Written task:
Please reproduce every one of the entries below line for line, changing nothing.

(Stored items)
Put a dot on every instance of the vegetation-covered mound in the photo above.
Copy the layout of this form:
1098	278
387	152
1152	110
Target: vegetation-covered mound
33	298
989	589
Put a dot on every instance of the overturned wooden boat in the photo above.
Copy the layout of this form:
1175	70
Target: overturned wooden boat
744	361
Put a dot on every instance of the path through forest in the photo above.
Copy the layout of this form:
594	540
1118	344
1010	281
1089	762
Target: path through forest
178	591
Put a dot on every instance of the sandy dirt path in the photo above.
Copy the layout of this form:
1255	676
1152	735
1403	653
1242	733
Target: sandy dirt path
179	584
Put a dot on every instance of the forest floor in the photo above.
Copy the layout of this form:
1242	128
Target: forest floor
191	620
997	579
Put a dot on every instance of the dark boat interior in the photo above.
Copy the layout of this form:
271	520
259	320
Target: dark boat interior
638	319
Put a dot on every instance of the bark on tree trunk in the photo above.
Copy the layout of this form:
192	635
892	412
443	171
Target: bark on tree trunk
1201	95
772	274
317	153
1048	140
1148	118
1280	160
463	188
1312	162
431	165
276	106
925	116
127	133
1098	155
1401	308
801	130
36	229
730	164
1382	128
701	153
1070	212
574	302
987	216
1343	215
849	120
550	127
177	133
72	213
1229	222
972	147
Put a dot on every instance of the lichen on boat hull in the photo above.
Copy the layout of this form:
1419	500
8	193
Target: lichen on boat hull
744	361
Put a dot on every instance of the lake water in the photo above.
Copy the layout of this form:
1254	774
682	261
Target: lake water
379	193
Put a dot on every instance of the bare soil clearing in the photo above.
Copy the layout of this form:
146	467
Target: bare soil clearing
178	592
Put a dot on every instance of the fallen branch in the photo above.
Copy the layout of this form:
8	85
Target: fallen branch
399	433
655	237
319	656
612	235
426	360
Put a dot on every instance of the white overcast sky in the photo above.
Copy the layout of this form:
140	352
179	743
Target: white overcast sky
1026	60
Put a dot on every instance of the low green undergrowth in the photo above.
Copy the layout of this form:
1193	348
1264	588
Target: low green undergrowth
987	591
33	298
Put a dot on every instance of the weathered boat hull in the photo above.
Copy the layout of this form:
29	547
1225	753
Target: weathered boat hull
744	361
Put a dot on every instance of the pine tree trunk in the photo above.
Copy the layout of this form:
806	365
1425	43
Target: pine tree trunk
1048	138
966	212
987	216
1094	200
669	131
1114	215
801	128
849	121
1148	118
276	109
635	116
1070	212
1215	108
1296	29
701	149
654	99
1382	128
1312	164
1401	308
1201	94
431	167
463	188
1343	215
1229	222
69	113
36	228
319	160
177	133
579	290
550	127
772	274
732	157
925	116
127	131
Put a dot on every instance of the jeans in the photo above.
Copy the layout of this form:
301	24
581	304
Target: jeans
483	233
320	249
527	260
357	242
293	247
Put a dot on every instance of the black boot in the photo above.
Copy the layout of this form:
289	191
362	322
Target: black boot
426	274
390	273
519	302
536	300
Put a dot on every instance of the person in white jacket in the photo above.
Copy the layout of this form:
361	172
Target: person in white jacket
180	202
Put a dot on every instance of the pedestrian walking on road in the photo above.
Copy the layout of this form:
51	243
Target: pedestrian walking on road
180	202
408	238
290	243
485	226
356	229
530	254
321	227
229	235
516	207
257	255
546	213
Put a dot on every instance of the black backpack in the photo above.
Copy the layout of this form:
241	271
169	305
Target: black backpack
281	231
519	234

Reply to the exercise:
Put a dot on every instance of the vegetation-covered mound in the photo above.
Copy the layout of this form:
1098	278
387	152
1152	110
Target: vegetation-covered mound
33	298
989	589
Put a dot on every instance of the overturned wooden boat in the photo above.
Copy the layout of this form:
1175	70
Target: overturned wooden boat
744	361
Put a dot on every instance of the path through forest in the photo above.
Copy the layout of this form:
594	540
1118	344
1010	281
1089	762
Target: path through forest
178	591
Put a dot on every instance of the sandy dirt path in the photo above.
Copy the layout of this form:
1255	676
1152	735
1403	653
1242	733
Target: sandy dirt path
179	584
Put a dot on every instance of the forest floor in the photo above.
Copy the layout of this form:
1242	128
Target: forest floor
191	620
997	579
Put a dot on every instance of the dark boat interior in the photo above.
Copy the layout of this form:
271	520
259	320
Target: dark boat interior
638	319
Put a dot on every instance of the bark on tree trunk in the photo above.
Copy the layout of this form:
192	635
892	412
443	171
Target: bark on tree trunk
1201	95
772	274
317	153
1048	140
1148	118
1280	160
463	188
1312	162
431	165
276	106
925	116
127	133
1098	155
1401	308
801	130
36	229
730	164
1382	128
701	153
1070	212
574	302
987	216
1343	215
849	120
550	127
177	133
72	213
1229	222
972	147
Put a dot on every instance of the lichen on boat hull in the photo above.
Copy the layout of this form:
1419	500
8	193
Target: lichen on boat hull
744	361
Put a dot on every instance of the lake water in the photo above.
Copy the layout of this form:
1254	774
682	261
Target: lake water
379	193
Put a dot on every instance of the bare soil clearing in the photo above.
Copy the layout of this form:
146	467
Target: bare soil clearing
178	592
Put a dot on every instance of the fallen branch in the photo above.
Copy the layout of this form:
8	85
Target: fallen branch
399	433
655	237
319	656
612	235
426	360
Put a dot on every instance of the white overcast sky in the photo above.
Copy the layout of this form:
140	352
179	743
Target: white overcast sky
1026	60
Put a dot on every instance of the low green undergrowth in the photo above.
Copy the layout of this form:
1193	348
1264	588
Target: low green undergrowth
987	591
33	298
Put a dot on every instance of the weathered boat hull in the photo above.
Copy the layout of this form:
29	547
1225	753
Target: weathered boat hull
744	361
Put a dot on every instance of the pine tree trunk in the photo above.
Copy the layout of this form:
806	365
1425	43
Target: pine tree trunk
1048	138
966	212
987	216
1094	200
669	131
1114	215
801	128
849	121
1148	118
276	109
635	116
1070	212
1215	108
1296	29
701	149
654	99
1382	128
1312	164
1401	308
1201	94
431	167
463	188
1343	215
1229	222
69	113
36	228
319	160
177	133
579	290
550	127
772	274
732	157
925	116
127	131
Put a dot on every instance of the jeans in the photo above.
Copy the layout of this form:
301	24
581	304
Target: jeans
483	233
320	249
527	260
357	242
293	247
Put a dot on every instance of the black boot in the photo above.
Copy the layout of this form:
289	191
362	322
Target: black boot
426	274
390	273
519	302
536	300
Put a dot on every instance of the person in white jacket in the photo above.
Copy the layout of this form:
361	172
Target: person in white jacket
180	202
Put a dot on every instance of the pedestrian walking on road in the photo above.
Copy the layout of this form:
51	243
Target: pedestrian walking on road
180	202
408	238
290	243
485	226
356	229
530	254
321	227
229	235
516	207
257	255
546	213
Put a dot on every instance of the black backpack in the photo above.
Copy the layout of this form:
241	271
169	305
Target: black backpack
281	231
519	234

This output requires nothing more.